PROVIDED PASSAGE:
Official Design & Media

ElevenLabs

Text-to-speech generation with ElevenLabs voices.

Works with: Claude DesktopCursor
Quick install
npx -y @elevenlabs/mcp

How to install the ElevenLabs MCP server

Add this to your Claude Desktop MCP configuration:

{
  "mcpServers": {
    "elevenlabs": {
      "command": "npx",
      "args": [
        "-y",
        "@elevenlabs/mcp"
      ]
    }
  }
}

Add this to your Cursor MCP configuration:

{
  "mcpServers": {
    "elevenlabs": {
      "command": "npx",
      "args": [
        "-y",
        "@elevenlabs/mcp"
      ]
    }
  }
}

The ElevenLabs MCP server gives Claude direct access to the best text-to-speech engine on the market. Generate audio from any prompt, use prebuilt or cloned voices, return the result inline. For anyone working with audio content, this collapses generation into a single conversation.

ElevenLabs’ voice quality is genuinely a step above other commercial TTS engines. The MCP server is the simplest way to plug that quality into your workflows.

Why use it

Most people who’d benefit from TTS don’t use it because the friction is too high. Open the ElevenLabs UI, paste the text, pick a voice, generate, download, embed. Five steps that take five minutes. The MCP server collapses it to one prompt.

For solo creators producing audio versions of their writing, voice-overs for short videos, or audio responses for a customer-support workflow, the install pays for itself quickly.

What it actually does

Core primitive: text-to-speech. Pass a script and a voice ID, get back audio. Optional parameters: model selection (multilingual, turbo, etc), voice settings (stability, similarity), output format (mp3, pcm). Some servers also expose voice library endpoints (list voices, get voice settings) and account info (remaining credits).

Practical patterns:

  • “Generate an audio version of this blog post using my cloned voice.”
  • “Read this paragraph aloud in the ‘Adam’ voice with high stability.”
  • “What voices are in my ElevenLabs library?”

Gotchas

Character costs add up fast. ElevenLabs charges per character, not per request. A 5-minute audio file is roughly 7,000 characters. Free tier (10,000/month) is enough for occasional use; serious users need a paid plan.

RECORD EXTRACTS:

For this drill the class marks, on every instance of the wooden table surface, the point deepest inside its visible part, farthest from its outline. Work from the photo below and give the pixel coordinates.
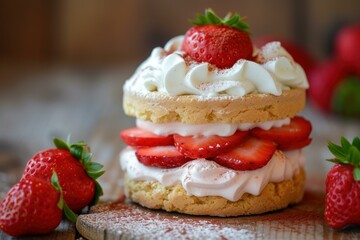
(36, 106)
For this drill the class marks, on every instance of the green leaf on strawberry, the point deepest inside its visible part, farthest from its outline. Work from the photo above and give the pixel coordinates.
(346, 100)
(231, 20)
(347, 153)
(81, 152)
(70, 215)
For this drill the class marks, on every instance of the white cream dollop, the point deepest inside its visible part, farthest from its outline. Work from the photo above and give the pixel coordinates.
(209, 129)
(166, 70)
(203, 177)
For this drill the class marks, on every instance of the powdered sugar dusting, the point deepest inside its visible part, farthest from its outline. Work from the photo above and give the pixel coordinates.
(131, 221)
(124, 220)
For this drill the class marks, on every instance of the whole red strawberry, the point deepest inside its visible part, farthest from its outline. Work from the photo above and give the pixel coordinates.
(221, 42)
(342, 207)
(30, 207)
(76, 172)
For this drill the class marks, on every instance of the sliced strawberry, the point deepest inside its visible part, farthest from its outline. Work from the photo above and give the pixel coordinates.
(294, 145)
(205, 147)
(250, 155)
(299, 129)
(138, 137)
(161, 156)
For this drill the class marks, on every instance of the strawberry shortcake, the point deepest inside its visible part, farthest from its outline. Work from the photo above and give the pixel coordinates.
(217, 125)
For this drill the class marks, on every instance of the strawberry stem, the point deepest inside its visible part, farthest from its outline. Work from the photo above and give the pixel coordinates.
(230, 20)
(70, 215)
(347, 153)
(81, 152)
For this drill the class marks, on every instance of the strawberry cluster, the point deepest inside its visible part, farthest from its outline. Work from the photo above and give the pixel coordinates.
(244, 150)
(335, 84)
(56, 181)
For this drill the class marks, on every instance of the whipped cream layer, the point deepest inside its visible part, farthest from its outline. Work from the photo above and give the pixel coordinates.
(220, 129)
(168, 71)
(203, 177)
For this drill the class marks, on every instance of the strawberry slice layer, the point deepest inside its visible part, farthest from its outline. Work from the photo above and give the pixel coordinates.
(206, 147)
(299, 129)
(161, 156)
(138, 137)
(252, 154)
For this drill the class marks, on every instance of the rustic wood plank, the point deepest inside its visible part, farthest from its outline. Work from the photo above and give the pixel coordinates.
(124, 220)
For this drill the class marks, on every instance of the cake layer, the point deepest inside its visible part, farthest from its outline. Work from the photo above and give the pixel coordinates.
(275, 196)
(159, 107)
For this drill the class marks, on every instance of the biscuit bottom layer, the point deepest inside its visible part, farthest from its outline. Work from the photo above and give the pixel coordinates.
(274, 196)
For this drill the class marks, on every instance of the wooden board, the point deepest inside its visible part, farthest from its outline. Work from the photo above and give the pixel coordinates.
(125, 220)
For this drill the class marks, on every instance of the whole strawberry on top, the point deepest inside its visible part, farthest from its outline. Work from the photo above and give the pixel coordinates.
(221, 42)
(76, 172)
(342, 207)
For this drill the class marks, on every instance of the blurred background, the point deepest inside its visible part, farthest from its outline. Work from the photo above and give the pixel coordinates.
(98, 33)
(63, 63)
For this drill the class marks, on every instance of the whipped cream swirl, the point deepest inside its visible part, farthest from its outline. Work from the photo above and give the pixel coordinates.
(203, 177)
(209, 129)
(167, 70)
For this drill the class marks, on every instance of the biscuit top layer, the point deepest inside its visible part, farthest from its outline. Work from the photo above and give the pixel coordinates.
(160, 108)
(168, 70)
(169, 87)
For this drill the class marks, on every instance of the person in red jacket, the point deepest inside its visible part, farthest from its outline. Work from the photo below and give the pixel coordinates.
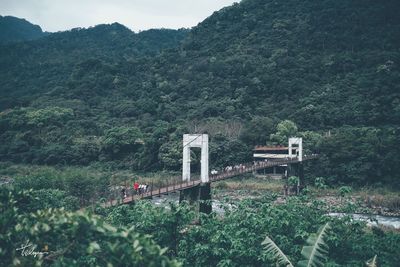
(136, 187)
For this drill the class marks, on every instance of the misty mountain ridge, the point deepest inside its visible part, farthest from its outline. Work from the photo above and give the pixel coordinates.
(13, 29)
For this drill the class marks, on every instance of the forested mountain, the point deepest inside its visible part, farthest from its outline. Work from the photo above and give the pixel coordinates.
(14, 29)
(106, 94)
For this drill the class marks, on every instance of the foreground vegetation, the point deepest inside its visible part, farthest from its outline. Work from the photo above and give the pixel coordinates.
(77, 238)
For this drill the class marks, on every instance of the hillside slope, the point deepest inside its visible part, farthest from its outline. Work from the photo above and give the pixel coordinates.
(14, 29)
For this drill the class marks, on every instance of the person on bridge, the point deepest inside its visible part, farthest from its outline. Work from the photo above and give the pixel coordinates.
(123, 193)
(136, 187)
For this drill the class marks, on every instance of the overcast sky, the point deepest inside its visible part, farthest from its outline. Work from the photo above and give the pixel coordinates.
(60, 15)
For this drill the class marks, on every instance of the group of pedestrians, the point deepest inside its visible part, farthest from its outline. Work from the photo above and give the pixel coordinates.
(137, 189)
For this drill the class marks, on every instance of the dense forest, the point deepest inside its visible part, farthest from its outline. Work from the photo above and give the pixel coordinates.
(86, 112)
(106, 94)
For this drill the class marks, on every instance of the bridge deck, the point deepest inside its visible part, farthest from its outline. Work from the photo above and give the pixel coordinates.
(246, 168)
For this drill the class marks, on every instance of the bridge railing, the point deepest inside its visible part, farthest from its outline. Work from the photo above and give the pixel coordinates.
(175, 184)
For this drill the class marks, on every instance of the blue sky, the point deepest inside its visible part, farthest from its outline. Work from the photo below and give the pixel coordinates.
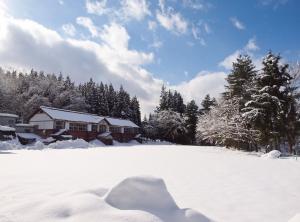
(188, 44)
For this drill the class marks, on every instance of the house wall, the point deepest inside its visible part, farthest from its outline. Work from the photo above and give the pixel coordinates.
(42, 121)
(7, 121)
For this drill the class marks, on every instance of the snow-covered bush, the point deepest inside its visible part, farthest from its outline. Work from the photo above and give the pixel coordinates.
(167, 125)
(225, 126)
(78, 143)
(274, 154)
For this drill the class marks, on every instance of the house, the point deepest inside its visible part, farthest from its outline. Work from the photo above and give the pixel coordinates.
(8, 119)
(24, 128)
(7, 133)
(50, 121)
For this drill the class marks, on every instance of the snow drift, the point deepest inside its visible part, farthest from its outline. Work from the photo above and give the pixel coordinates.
(150, 194)
(274, 154)
(136, 199)
(295, 218)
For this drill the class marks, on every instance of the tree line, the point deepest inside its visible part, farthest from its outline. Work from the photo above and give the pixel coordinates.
(258, 110)
(23, 93)
(173, 120)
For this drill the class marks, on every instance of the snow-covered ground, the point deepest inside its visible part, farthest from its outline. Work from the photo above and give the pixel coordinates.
(102, 185)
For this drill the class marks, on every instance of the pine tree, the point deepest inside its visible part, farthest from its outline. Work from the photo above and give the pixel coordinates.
(135, 111)
(121, 108)
(192, 120)
(207, 103)
(267, 109)
(240, 80)
(102, 102)
(111, 99)
(163, 102)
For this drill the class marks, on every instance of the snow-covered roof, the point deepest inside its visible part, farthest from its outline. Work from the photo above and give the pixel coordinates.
(105, 134)
(120, 122)
(24, 125)
(7, 129)
(29, 136)
(61, 114)
(9, 115)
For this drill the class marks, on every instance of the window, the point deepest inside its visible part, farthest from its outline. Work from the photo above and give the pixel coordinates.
(114, 129)
(59, 124)
(11, 122)
(128, 130)
(94, 128)
(131, 130)
(78, 127)
(102, 128)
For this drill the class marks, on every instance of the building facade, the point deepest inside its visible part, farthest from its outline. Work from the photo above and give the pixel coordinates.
(49, 121)
(8, 119)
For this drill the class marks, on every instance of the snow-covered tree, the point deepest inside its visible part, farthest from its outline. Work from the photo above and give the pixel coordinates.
(270, 103)
(240, 80)
(208, 103)
(224, 125)
(192, 113)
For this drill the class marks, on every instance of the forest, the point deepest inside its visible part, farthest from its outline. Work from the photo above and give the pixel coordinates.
(23, 93)
(259, 109)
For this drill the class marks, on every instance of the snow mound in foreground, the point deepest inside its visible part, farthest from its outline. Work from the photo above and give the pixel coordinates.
(136, 199)
(9, 145)
(274, 154)
(295, 218)
(140, 193)
(78, 143)
(150, 194)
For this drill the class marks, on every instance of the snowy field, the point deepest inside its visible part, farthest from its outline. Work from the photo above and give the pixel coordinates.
(83, 185)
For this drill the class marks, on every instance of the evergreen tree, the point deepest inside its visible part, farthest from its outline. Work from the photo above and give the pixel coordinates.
(207, 103)
(239, 81)
(192, 120)
(135, 111)
(111, 99)
(121, 108)
(268, 108)
(102, 101)
(163, 102)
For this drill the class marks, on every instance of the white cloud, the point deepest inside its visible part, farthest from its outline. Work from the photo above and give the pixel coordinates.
(204, 83)
(156, 44)
(193, 4)
(152, 25)
(135, 9)
(251, 45)
(96, 7)
(248, 49)
(69, 29)
(88, 23)
(274, 3)
(227, 62)
(111, 60)
(207, 28)
(172, 21)
(237, 23)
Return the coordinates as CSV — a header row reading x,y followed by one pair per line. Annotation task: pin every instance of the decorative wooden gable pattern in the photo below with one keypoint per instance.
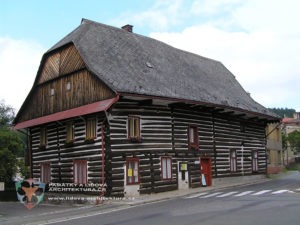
x,y
63,83
65,61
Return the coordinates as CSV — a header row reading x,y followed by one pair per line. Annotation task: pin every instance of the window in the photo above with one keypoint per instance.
x,y
45,172
166,167
52,92
70,132
80,171
193,137
132,171
91,128
43,136
242,128
68,86
254,161
233,160
134,130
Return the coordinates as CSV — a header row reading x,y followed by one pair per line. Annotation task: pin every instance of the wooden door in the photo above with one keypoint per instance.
x,y
206,170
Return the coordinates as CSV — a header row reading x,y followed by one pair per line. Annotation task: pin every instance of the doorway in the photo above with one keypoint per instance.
x,y
206,172
183,176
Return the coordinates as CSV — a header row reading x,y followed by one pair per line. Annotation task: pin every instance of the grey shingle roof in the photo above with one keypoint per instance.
x,y
132,63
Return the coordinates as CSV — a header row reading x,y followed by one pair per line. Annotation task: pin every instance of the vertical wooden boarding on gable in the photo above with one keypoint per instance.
x,y
65,61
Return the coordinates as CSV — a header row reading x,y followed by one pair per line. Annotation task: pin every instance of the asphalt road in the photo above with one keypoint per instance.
x,y
273,202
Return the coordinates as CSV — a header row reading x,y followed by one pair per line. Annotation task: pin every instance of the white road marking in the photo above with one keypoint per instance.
x,y
226,194
211,195
261,192
244,193
196,195
279,192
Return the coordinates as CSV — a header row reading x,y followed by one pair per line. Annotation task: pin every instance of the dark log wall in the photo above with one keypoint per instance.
x,y
57,151
218,134
164,132
230,136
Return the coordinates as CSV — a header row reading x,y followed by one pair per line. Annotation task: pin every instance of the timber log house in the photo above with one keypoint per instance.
x,y
111,106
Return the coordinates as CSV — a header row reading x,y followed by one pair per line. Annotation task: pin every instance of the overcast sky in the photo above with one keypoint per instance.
x,y
257,40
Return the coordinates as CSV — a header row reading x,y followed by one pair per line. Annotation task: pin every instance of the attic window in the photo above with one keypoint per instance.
x,y
149,65
52,91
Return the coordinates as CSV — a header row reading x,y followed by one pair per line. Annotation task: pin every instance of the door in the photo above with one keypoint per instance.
x,y
183,176
206,172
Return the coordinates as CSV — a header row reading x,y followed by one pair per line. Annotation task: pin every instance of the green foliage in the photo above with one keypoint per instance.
x,y
294,140
283,112
11,144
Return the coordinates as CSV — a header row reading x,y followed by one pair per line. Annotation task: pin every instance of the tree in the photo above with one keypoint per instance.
x,y
7,114
294,140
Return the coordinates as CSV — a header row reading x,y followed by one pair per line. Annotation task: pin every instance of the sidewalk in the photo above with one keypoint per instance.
x,y
16,213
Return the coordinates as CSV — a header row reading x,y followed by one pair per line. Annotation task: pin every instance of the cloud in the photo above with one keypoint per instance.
x,y
259,43
19,62
162,15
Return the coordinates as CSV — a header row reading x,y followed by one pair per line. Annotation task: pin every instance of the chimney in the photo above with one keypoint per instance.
x,y
128,28
296,115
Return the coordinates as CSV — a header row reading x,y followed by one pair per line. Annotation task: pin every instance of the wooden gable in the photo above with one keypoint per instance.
x,y
63,83
65,61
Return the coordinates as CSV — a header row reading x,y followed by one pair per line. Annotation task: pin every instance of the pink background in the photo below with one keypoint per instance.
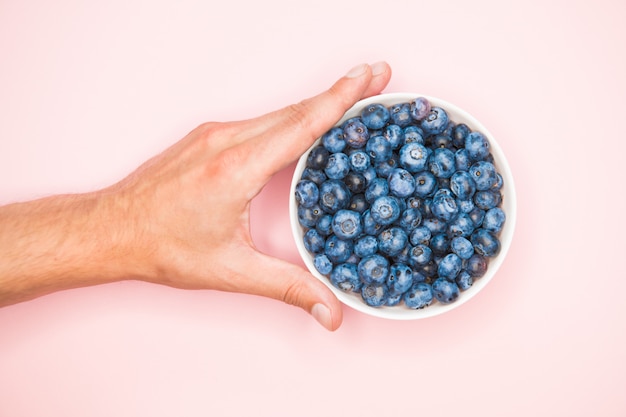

SET OF TASKS:
(a) How many characters a month does the free tier include, according to the ElevenLabs MCP page?
(b) Write a continuation of the ElevenLabs MCP page that picks up after its last sentence.
Nothing here depends on the listing.

RESPONSES BY ITEM NUMBER:
(a) 10,000 characters a month.

(b)
Quality varies by voice and language. Pre-built English voices sound great. Some less-common voices have audible artefacts. Cloned voices can be excellent but require enough source material; under 30 minutes of clean audio usually produces uncanny results.

Pair with YouTube Transcript or Fetch for content-to-audio pipelines: Claude pulls a long article or transcript, summarises it, and ElevenLabs voices the summary. End-to-end “give me the gist of this in audio” workflow in one prompt.

For full content-creation stacks, combine with Canva for visuals and the result is a single-prompt podcast-clip or social-video pipeline.

ElevenLabs MCP server: FAQs

Is the ElevenLabs server official?

Yes. ElevenLabs ships and maintains the @elevenlabs/mcp package. It tracks the public API closely.

What does it need to authenticate?

An ElevenLabs API key from elevenlabs.io. Free tier exists with limited monthly characters; paid tiers scale up.

Can it use my cloned voices?

Yes. Any voice in your ElevenLabs library, including instant-cloned and professional-cloned voices, is available via the MCP server. Pass the voice ID in the request.

Where does the audio output go?

Most servers return either a URL pointing to the generated audio or a base64-encoded blob. Claude clients display the audio inline in the conversation. You can also save the file locally if you give the server file-write access.

What voice models are supported?

All ElevenLabs production voice models, including their multilingual and turbo (low-latency) options. The server lets you specify the model_id in the request, which controls quality vs latency vs cost.